◆ Records for this exercise:
%%
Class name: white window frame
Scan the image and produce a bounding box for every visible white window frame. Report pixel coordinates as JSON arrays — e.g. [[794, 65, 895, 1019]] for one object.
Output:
%%
%%
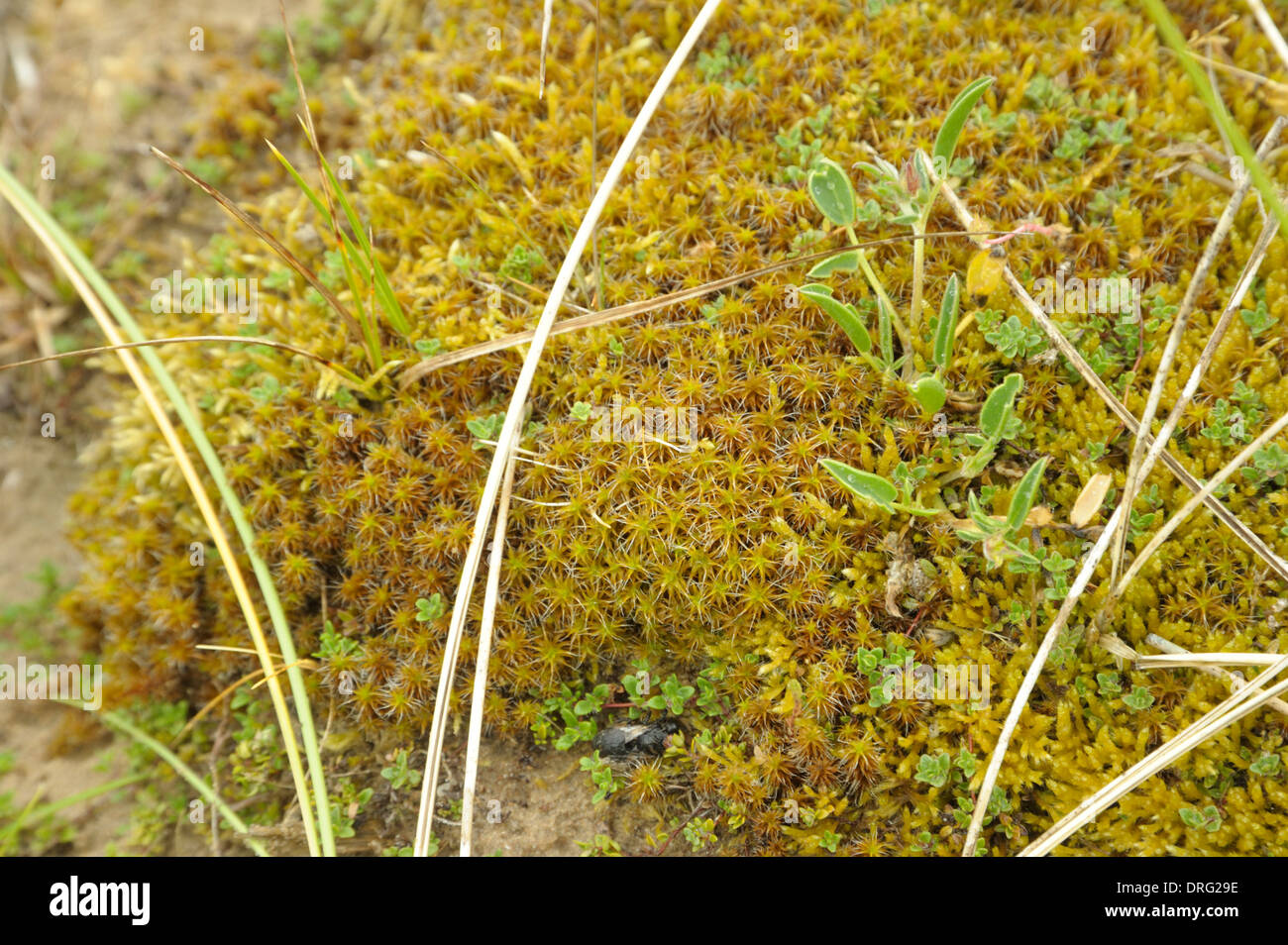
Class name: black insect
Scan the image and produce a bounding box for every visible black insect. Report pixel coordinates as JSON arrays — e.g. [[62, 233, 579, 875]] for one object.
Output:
%%
Gather every line from the entries above that contains the word "produce", treating uppercase and lowercase letters as different.

Scan the image and produce a bounding box for every visible white window frame. Report pixel coordinates as JSON arrays — e.g. [[794, 65, 895, 1019]] for one object.
Scan the image and produce a bounding box for every visible black insect. Report pixel coordinates as JSON arrays — e.g. [[62, 233, 579, 875]] for one object.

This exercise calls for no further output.